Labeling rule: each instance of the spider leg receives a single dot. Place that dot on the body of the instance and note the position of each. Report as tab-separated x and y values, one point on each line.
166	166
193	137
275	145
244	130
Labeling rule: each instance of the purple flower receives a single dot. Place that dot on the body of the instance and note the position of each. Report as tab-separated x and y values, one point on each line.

==

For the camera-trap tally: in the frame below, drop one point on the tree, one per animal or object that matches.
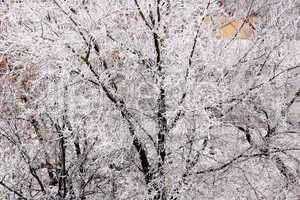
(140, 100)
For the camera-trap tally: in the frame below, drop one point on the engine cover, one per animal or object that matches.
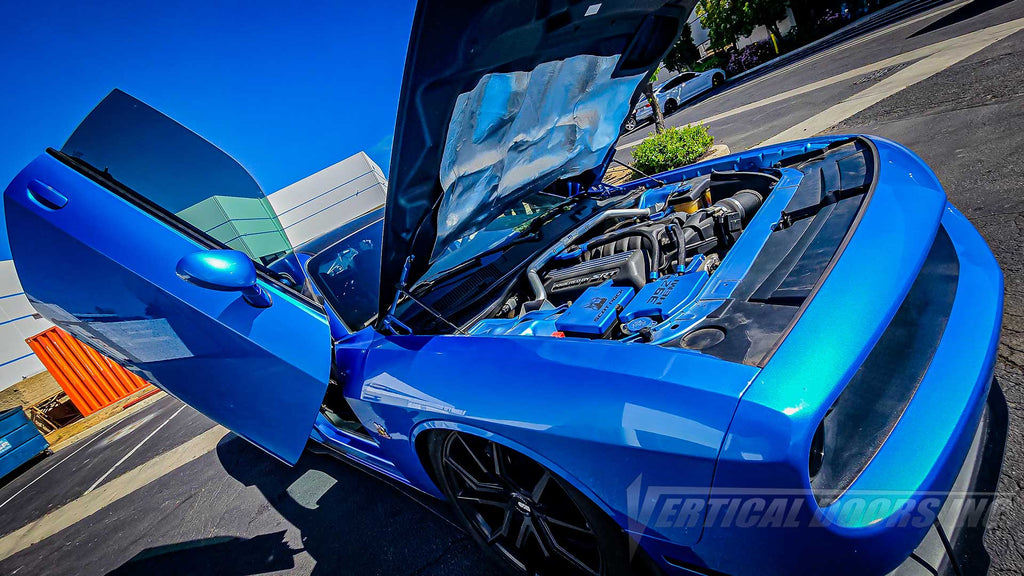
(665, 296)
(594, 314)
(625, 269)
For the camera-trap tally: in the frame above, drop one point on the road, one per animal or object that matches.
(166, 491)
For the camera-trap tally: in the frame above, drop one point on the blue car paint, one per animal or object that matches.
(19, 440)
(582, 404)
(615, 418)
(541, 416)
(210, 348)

WORK ITEM: All lines above from the line with "Labeling rule: each instance of the spider" through the line with "Labeling rule: each instance of the purple", both included, are to be set down exactly, with nothing else.

ANSWER:
Labeling rule: each instance of the spider leg receives a single dot. Place that dot on the body of the instance and note the position of each. Report as tab-separated x and y values, one point on each line.
166	166
193	137
275	145
244	130
Labeling rule: each instance of the purple flower receives a single dot. Place that dot on the body of the instance and note the position of each. Report as tab-separated x and y values, one point on each line.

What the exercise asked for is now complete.